» Exercise prompt: Repeat every one of the rows below word for word, keeping each line and its coordinates, but leave the pictures out.

» Entries shown:
________
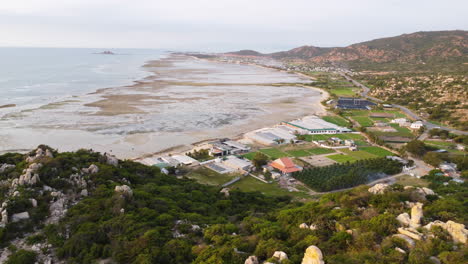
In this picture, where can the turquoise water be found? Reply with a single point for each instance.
(34, 76)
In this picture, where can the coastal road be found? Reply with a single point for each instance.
(429, 125)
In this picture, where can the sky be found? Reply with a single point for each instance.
(219, 25)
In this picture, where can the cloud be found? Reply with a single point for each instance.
(218, 24)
________
» Solved problem:
In this picture, where can the turquoise water be found? Reply with a single point for each instance.
(34, 76)
In this picture, where can the coastal road be found? Reply with a single point for each instance.
(429, 125)
In this picture, where can the sky be found? Reply with a single point for each instance.
(219, 25)
In this picture, where can the cloud be found? Reply with a single point for each instance.
(218, 24)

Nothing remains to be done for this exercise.